WORK TASK:
Retrieve every line of the data holding the word "nike".
=== DATA RECORDS ===
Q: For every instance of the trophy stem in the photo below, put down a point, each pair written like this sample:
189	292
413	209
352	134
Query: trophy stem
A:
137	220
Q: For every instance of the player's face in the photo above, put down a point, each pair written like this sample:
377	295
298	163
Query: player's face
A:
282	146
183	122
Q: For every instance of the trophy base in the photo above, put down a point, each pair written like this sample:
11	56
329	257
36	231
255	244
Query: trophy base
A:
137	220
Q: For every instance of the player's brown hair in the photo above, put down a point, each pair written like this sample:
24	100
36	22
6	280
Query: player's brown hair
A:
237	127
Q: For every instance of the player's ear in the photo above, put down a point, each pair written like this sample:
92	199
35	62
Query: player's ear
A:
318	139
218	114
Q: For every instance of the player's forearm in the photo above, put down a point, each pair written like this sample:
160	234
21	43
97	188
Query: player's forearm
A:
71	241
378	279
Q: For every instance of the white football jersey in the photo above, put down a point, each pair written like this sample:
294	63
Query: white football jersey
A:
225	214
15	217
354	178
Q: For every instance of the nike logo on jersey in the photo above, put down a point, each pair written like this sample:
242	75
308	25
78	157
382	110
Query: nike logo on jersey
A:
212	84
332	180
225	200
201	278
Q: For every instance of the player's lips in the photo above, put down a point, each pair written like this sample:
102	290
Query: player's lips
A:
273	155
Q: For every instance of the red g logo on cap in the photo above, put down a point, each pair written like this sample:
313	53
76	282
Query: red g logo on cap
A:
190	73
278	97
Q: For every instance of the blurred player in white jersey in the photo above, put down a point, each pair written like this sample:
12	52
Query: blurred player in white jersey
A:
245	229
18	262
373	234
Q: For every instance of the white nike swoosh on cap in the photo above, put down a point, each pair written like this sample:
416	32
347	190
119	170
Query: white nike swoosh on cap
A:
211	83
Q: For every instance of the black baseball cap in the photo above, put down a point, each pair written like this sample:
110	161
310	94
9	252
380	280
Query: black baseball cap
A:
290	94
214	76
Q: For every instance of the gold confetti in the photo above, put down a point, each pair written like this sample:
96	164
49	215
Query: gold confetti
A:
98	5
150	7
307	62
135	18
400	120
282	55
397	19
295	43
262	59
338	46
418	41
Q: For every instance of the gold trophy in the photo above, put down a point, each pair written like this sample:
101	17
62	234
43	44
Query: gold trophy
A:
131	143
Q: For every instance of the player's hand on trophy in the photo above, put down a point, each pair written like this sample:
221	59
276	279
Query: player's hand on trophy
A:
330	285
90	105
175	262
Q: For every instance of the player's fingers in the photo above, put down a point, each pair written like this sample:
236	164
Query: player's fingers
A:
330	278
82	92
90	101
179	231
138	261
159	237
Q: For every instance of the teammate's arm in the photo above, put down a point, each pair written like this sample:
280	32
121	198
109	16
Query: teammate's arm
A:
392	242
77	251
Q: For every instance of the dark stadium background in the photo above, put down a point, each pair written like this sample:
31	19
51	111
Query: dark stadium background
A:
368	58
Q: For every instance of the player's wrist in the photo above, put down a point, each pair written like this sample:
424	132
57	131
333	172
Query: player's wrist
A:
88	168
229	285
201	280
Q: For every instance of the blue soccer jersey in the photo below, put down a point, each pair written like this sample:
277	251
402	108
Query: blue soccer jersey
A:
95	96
===
SOLUTION FOR THIS EXERCISE:
Q: For every instance of the nike logo on jersey in the photo above, put down a point, each pair written like this sample:
Query: nike logo on jersey
Q: For every instance of the white nike swoosh on cap in the photo above, put down a point, each pair written like this sample:
Query: white nike swoosh on cap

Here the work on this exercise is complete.